*Recorded information*.
════════════════════
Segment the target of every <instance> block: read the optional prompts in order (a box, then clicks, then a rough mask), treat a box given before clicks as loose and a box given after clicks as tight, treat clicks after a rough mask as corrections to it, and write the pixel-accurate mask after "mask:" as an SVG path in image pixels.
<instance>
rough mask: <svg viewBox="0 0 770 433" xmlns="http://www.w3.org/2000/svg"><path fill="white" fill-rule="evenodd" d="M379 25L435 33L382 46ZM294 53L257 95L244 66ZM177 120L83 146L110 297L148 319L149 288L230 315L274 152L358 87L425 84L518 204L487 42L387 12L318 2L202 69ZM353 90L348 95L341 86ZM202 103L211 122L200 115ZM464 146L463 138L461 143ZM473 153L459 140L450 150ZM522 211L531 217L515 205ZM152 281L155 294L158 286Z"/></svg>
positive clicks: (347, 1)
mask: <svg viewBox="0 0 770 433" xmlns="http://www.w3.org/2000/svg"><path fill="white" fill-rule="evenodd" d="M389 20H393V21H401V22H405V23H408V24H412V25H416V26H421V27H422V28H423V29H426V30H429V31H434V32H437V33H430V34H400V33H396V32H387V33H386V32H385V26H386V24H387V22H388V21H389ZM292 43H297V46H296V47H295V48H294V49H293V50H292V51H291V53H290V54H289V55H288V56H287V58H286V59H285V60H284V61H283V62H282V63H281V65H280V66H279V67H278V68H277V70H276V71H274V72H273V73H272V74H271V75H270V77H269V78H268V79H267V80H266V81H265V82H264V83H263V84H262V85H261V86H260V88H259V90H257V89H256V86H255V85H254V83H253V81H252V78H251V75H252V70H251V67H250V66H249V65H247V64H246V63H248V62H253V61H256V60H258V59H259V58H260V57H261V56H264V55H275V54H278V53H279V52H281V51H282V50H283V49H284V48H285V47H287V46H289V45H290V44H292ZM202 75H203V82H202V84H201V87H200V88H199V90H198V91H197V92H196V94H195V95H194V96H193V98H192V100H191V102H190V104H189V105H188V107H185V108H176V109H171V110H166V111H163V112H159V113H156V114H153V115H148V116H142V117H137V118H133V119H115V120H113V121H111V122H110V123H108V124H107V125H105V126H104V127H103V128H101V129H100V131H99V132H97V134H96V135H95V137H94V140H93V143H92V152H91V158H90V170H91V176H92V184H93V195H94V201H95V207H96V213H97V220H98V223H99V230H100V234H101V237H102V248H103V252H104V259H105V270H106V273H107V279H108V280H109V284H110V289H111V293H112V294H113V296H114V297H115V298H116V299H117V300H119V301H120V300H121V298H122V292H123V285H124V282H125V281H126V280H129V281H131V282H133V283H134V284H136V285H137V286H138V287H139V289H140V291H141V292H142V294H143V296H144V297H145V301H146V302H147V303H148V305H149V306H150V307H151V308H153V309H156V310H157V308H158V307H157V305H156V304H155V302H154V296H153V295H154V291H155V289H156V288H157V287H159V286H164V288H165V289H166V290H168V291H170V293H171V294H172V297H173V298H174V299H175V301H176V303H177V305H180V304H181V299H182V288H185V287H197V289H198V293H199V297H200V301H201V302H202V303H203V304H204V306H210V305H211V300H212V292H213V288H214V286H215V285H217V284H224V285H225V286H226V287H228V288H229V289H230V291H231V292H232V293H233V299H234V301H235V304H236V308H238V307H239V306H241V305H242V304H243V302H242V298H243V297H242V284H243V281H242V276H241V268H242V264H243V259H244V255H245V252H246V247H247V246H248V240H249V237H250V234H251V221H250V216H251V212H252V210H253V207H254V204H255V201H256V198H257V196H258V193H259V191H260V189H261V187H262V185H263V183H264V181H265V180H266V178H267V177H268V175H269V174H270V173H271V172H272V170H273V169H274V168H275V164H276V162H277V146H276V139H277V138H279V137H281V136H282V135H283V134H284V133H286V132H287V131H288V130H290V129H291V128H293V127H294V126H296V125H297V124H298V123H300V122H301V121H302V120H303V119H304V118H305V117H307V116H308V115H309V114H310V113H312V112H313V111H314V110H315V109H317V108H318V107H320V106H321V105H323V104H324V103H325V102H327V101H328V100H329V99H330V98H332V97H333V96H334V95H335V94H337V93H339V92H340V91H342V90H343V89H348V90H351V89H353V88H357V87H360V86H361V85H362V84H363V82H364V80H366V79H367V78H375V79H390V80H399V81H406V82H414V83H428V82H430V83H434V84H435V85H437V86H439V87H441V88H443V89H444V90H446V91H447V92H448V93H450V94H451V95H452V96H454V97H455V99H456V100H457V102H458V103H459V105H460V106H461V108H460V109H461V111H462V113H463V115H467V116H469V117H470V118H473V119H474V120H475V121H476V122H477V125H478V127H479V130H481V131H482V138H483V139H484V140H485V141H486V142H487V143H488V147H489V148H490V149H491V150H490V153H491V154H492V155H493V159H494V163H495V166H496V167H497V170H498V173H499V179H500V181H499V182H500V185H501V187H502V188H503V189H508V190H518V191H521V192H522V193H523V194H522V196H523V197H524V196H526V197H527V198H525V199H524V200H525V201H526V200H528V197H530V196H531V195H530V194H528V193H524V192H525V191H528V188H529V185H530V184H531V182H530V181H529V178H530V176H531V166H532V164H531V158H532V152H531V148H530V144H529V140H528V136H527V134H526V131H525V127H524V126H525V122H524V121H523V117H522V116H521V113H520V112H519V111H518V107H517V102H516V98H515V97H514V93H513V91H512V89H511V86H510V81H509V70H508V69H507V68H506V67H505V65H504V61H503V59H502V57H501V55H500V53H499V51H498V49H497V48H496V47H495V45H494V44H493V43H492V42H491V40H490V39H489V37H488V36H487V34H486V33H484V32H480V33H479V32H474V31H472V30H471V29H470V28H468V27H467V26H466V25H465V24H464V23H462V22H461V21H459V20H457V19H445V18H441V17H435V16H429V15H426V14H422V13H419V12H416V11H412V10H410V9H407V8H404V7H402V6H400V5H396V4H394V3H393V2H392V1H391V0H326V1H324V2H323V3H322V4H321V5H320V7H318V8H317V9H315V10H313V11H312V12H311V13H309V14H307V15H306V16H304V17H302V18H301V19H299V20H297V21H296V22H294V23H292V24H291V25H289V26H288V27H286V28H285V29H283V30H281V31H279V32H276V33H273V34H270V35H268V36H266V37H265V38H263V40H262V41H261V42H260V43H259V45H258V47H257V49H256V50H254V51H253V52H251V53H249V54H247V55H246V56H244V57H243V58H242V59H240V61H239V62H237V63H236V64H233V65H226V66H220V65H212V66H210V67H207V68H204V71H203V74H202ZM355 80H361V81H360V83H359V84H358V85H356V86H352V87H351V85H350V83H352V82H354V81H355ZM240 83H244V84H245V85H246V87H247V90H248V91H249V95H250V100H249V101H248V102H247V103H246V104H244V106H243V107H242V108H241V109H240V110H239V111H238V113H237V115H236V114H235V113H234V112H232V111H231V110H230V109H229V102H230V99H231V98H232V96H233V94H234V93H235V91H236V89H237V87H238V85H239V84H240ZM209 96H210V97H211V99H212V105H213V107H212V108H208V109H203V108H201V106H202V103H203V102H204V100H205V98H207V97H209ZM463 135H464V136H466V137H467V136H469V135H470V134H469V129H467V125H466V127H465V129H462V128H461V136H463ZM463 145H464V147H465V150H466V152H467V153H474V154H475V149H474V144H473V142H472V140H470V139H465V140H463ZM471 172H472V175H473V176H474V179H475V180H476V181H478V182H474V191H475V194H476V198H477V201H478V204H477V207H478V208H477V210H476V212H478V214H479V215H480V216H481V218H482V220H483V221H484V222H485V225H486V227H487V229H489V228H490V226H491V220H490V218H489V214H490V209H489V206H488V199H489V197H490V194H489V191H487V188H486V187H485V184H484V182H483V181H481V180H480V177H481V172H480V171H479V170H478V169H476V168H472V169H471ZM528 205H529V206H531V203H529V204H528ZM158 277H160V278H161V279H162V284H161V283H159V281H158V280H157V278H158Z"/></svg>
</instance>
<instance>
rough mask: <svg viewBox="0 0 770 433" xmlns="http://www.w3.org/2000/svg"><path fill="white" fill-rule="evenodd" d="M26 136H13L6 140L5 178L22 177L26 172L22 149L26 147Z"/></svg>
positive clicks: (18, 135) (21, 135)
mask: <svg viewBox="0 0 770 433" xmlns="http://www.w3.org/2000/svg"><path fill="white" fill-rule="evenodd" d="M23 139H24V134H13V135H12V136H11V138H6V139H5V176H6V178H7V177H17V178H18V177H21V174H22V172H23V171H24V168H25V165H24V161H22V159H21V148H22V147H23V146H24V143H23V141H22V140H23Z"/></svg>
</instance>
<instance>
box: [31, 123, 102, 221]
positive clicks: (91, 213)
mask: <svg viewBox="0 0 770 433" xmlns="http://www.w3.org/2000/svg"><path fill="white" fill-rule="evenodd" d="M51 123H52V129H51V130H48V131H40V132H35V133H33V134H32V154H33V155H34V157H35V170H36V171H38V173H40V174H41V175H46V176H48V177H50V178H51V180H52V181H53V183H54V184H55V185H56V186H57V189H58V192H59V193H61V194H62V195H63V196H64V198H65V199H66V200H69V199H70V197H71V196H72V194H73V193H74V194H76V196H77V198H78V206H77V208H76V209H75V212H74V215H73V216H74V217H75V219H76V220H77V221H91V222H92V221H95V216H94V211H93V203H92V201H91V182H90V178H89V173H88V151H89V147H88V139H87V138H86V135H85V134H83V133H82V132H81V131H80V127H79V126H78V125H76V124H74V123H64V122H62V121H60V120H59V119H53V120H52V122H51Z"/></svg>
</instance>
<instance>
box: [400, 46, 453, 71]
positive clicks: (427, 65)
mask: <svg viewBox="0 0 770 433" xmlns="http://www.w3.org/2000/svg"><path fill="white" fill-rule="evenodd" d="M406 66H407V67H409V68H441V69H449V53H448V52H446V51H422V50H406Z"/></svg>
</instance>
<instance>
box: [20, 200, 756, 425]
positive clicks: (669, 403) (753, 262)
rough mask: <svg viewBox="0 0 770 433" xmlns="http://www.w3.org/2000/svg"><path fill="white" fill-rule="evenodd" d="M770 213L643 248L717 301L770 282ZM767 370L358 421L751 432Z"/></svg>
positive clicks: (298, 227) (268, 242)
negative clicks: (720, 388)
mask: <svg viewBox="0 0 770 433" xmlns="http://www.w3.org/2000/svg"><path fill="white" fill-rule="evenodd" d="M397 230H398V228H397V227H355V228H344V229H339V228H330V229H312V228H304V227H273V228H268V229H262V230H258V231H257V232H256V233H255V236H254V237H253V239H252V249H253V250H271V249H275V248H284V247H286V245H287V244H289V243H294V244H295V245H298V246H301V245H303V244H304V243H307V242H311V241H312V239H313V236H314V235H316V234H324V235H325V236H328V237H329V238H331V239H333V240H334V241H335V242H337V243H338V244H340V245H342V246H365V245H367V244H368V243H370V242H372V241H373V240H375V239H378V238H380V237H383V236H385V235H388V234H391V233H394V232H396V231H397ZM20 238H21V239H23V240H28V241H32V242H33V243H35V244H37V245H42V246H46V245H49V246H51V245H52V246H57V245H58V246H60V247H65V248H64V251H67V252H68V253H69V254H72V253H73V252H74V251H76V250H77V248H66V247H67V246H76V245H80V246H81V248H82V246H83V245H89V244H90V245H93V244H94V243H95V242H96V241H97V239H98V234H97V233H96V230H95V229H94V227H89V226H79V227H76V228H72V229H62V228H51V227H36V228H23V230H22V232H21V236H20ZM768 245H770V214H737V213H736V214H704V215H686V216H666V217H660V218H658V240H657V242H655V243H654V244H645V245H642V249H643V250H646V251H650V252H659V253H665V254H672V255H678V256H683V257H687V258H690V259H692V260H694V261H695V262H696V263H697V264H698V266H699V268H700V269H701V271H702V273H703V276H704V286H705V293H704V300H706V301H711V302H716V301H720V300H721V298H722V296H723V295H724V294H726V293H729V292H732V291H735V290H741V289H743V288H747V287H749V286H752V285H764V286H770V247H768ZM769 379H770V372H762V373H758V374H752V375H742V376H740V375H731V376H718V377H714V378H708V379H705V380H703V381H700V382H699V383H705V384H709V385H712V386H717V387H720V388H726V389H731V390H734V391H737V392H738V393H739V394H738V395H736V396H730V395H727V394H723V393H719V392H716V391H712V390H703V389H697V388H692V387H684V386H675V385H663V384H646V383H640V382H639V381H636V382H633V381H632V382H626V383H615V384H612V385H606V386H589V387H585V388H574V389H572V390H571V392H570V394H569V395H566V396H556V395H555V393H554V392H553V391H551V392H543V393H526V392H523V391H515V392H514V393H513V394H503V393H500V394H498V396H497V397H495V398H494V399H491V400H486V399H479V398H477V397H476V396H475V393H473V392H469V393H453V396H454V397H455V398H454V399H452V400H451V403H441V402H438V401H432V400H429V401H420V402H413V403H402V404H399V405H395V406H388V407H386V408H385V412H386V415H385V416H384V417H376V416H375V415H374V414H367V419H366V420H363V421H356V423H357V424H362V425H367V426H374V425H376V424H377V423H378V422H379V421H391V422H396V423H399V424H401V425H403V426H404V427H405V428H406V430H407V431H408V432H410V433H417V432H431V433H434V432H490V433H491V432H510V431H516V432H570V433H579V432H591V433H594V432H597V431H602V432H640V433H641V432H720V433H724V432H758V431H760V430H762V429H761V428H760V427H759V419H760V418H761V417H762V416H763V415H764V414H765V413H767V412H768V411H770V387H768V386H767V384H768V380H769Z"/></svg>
════════════════════
*Exercise*.
Above are the records. Print exactly, and only, the lines from the line with "213L643 248L717 301L770" to the line with "positive clicks: (298, 227) (268, 242)", both inclusive.

*Output for this task*.
rough mask: <svg viewBox="0 0 770 433" xmlns="http://www.w3.org/2000/svg"><path fill="white" fill-rule="evenodd" d="M770 213L643 248L717 301L770 282ZM767 370L358 421L751 432Z"/></svg>
positive clicks: (298, 227) (268, 242)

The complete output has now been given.